The Possession

Ole Bornedal

BY Scott A. GrayPublished Aug 31, 2012

For all the supernatural horror flicks "based on a true story," it's lazy that more storytellers don't cast a critical eye on the claims of the often emotionally distraught victims. Unfortunately, The Possession is no different, content to traffic in cheap tension tactics and sensationalised religious superstition at the expense of any incisive comment on the potentially reality-distorting emotions of a family crumbling.

Jeffery Dean Morgan (The Watchmen) does what he can to fight through the logic-defying horror movie clichés as Clyde Brenek, college basketball coach and father of two young girls. Director Ole Bornedal lays out some obvious themes early ― when Clyde picks up the girls from his shrew of an ex-wife (Kyra Sedgwick, The Closer), her new beau makes a fuss over tracking germs into the house. Later, arriving at his new house, Clyde comments excitedly on his new digs' proximity to woodland critters. We get it: something is going to happen due to carelessness and misplaced fascination.

Then there's that creepy wooden box with hidden latches and spooky Polish writing on it. It talks and gives old ladies violent, bone-contorting strokes. So, naturally, Clyde's youngest daughter, Em (Natasha Calis), convinces him to buy it for her at a yard sale.

:: Given information ::
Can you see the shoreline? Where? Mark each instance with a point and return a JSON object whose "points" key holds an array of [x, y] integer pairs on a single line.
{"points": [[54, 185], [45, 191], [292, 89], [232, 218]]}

:: Task to complete ::
Continue the review of The Possession from where it stops, keeping its critical tone.

:: Written answer ::
The rest of the movie is a lot of Bornedal aiming for arty and coming up with cheese. Every time something ostensibly spooky happens, he pulls the same trick: swell into a cacophony of sound, abruptly pull the sound faders down to zero, then cue a single minor key piano chord and an aerial shot of the city. Every. Bloody. Time.

His attempts to create a sense of detachment through minimal ambient sound and camerawork that's forever sliding low and wide, when not cutting for cheap, ineffectual scares, give the film some sense of style, but do nothing to compensate for the level of ostrich-headed ignorance displayed by each character.

How do two parents, a rabbi and a full hospital staff not get suspicious of a mystery ring turning a little girl's hand silver when they'll go so far as to cram her in an MRI machine? That's not the set up for a bad joke, but this movie is.